• Task statement:
The data below needs to be returned exactly, line for line.

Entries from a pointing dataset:
------------------------------------------------------------------------

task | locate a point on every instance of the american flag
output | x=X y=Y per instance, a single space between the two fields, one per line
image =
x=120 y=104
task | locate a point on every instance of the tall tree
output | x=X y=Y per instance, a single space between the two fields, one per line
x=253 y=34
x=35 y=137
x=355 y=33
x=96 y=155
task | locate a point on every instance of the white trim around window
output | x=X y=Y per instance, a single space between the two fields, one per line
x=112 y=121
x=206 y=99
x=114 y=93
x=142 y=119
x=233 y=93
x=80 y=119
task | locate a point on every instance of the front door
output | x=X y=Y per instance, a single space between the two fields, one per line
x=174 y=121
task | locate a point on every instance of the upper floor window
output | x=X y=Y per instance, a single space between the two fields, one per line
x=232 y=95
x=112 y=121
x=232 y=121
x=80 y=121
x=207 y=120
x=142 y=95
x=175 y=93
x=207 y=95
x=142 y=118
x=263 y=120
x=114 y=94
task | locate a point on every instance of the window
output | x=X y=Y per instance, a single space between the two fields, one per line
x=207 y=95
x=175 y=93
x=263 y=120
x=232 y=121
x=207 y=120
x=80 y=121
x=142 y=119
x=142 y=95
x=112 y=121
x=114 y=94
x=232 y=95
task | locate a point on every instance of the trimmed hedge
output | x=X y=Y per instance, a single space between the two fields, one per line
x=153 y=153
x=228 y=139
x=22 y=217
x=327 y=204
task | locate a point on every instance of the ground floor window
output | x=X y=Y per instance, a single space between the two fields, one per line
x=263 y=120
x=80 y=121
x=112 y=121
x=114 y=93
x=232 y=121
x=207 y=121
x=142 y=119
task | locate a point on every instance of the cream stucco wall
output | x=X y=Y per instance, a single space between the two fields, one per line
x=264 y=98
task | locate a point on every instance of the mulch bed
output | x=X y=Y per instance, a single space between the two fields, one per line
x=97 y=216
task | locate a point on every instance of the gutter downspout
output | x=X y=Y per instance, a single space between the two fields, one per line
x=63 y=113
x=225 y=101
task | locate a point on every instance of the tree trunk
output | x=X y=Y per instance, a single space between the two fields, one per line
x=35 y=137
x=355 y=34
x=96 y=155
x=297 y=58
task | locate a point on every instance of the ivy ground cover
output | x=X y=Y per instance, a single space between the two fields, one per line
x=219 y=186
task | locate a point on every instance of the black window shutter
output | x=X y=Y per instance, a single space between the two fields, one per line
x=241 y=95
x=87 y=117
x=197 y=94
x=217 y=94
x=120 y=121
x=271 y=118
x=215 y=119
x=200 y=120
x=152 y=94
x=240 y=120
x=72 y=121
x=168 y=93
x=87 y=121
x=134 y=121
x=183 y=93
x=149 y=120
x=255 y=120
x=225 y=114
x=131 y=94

------------------------------------------------------------------------

• Correct output:
task | locate a point on every instance of the american flag
output | x=X y=Y per instance, a single space between the two fields, one per line
image =
x=120 y=104
task | locate a point on every instance of the tall tree
output | x=X y=Y per instance, a single space between the two fields, one per line
x=253 y=34
x=35 y=137
x=355 y=33
x=96 y=155
task | locate a point on every instance of the white trim around window
output | x=X y=Y per instance, a single space between the two fields, one per line
x=112 y=121
x=206 y=99
x=114 y=93
x=142 y=119
x=233 y=93
x=80 y=119
task | locate a point on every instance of the front door
output | x=X y=Y per instance, a single space between the two fields, one per line
x=174 y=121
task | locate a point on every instance of the upper floor window
output | x=X y=Y per instance, a single space between the two fields, one per line
x=232 y=95
x=112 y=121
x=232 y=121
x=80 y=121
x=207 y=120
x=142 y=95
x=175 y=93
x=207 y=95
x=142 y=118
x=263 y=120
x=114 y=94
task | locate a point on every instance of the window
output | x=X y=Y per instance, a single space between the two fields, one per line
x=207 y=95
x=175 y=93
x=263 y=120
x=232 y=121
x=207 y=120
x=80 y=121
x=142 y=119
x=142 y=95
x=112 y=121
x=114 y=94
x=232 y=95
task | locate a point on every instance of the trimmed hedge
output | x=X y=Y per instance, a single space between the two fields, one per line
x=153 y=153
x=228 y=139
x=22 y=217
x=327 y=204
task | locate a point on every instance of the ground floor window
output | x=X y=Y per instance, a single space between the two fields, one per line
x=263 y=120
x=80 y=121
x=112 y=121
x=114 y=93
x=232 y=121
x=207 y=121
x=142 y=119
task | locate a point on every instance of the cream stucco wall
output | x=X y=Y per instance, a single space between the two fields, one per line
x=264 y=98
task | locate a point on every instance of the mulch bed
output | x=X y=Y per instance, a single space between the two fields, one per line
x=97 y=216
task | locate a point on every instance of the gutter downspout
output | x=X y=Y per instance, a single space between the two fields, one per line
x=63 y=113
x=225 y=101
task | locate a point on every instance of the tree trunk
output | x=X y=Y per instance, a single space between the two fields, one per line
x=35 y=137
x=355 y=34
x=96 y=155
x=297 y=58
task | locate a point on every instance of the ivy ground cover
output | x=X y=Y per instance, a single space between the two fields, one per line
x=219 y=186
task | locate a point on every instance of the black window shutter
output | x=X y=Y per instance, a single space between the two fields, one per line
x=241 y=95
x=87 y=117
x=197 y=94
x=217 y=94
x=120 y=121
x=271 y=118
x=215 y=119
x=200 y=120
x=152 y=94
x=240 y=120
x=72 y=121
x=168 y=93
x=87 y=121
x=134 y=121
x=183 y=93
x=149 y=120
x=255 y=120
x=225 y=114
x=131 y=94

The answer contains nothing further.